### [Brano citato]

Regia di Daniele Vicari vedi scheda film
"È un racconto che non vuole rivelare fatti, nomi o segreti, ma che ricostruisce il filo dei dettagli che si erano perduti, le risate di petto di Giuseppe Fava, le sue improbabili partite a pallone, la sua idea sfacciata e rigorosa di giornalismo, la nostra idea scapigliata di quel mestiere, fino all'irrompere della morte"
“Io ho un concetto etico del giornalismo, ritengo infatti che in una realtà democratica e libera quale dovrebbe essere quella italiana il giornalismo rappresenti una delle forze essenziali della società. Un giornalismo fatto di verità impedisce molte corruzioni, frena la violenza, la criminalità, accelera le opere pubbliche essenziali e il funzionamento dei servizi sociali, tiene costantemente allerta le forze dell’ordine, sollecita la costante attenzione sulla giustizia, impone ai politici il buongoverno.”

(Dati di annotazione sulla posizione degli oggetti)
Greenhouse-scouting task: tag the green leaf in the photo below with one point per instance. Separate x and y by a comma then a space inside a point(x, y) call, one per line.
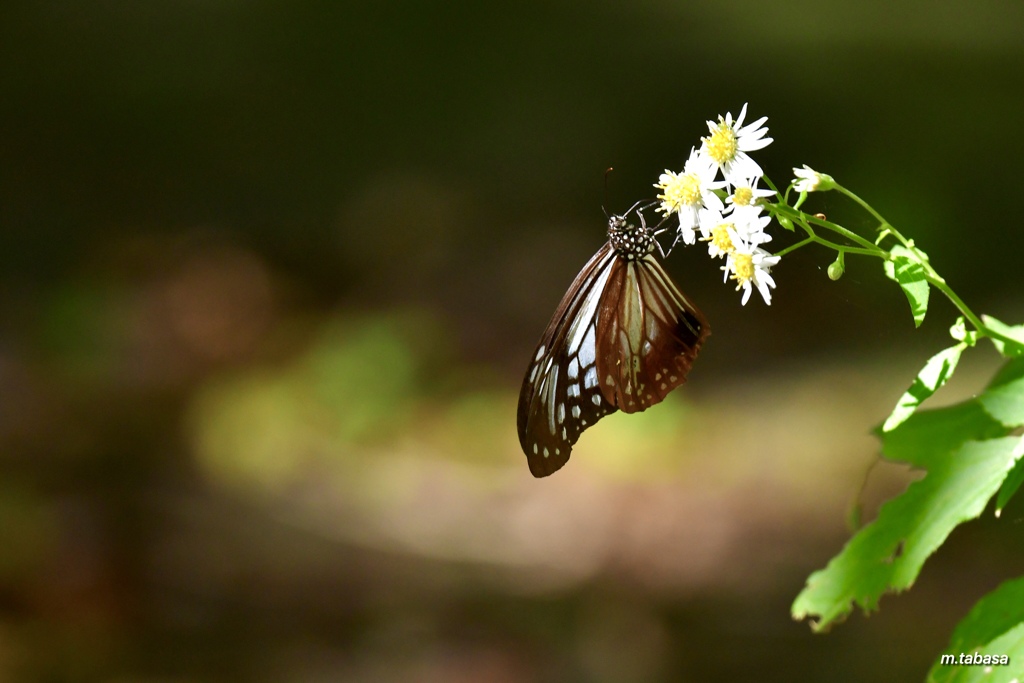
point(935, 373)
point(1011, 348)
point(888, 554)
point(995, 626)
point(1004, 398)
point(930, 434)
point(906, 269)
point(1010, 486)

### [Compiti da svolgere]
1. Nelle righe dei dati di annotazione sostituisca "green leaf" con "young leaf" e le riporti per il resto invariate, omettendo le immagini.
2. Riprenda il brano su Giuseppe Fava e sul giornalismo e lo prosegua a partire dall'ultima frase riportata.
Il brano e le righe costituiscono materiali distinti fra loro.

### [Risposte attese]
1.
Greenhouse-scouting task: tag the young leaf in the photo below with one point per instance. Separate x and y by a comma then a space inside a point(x, y) call, one per line.
point(935, 373)
point(1011, 348)
point(888, 554)
point(995, 626)
point(1004, 398)
point(930, 434)
point(906, 269)
point(1010, 486)

2.
Così Giuseppe Fava, detto Pippo, scrittore e giornalista, morto per mano di mafia nel 1984 a Catania.
"La questione della libertà di stampa è tornata con urgenza al centro del dibattito pubblico e con essa la necessità del giornalista di svincolarsi da condizionamenti sempre più potenti e pervasivi. È per questo che la vicenda umana e professionale di Pippo Fava, che intorno al giornale da lui fondato, I Siciliani, ha formato una nuova generazione di giornalisti, mi è parsa esemplare e commovente, in grado di disegnare una prospettiva e un futuro. Cose di cui oggi più che mai abbiamo bisogno".
Così Daniele Vicari, regista di Prima della notte, docu-film dal libro di Claudio Fava e Daniele Gambino, nel 2018.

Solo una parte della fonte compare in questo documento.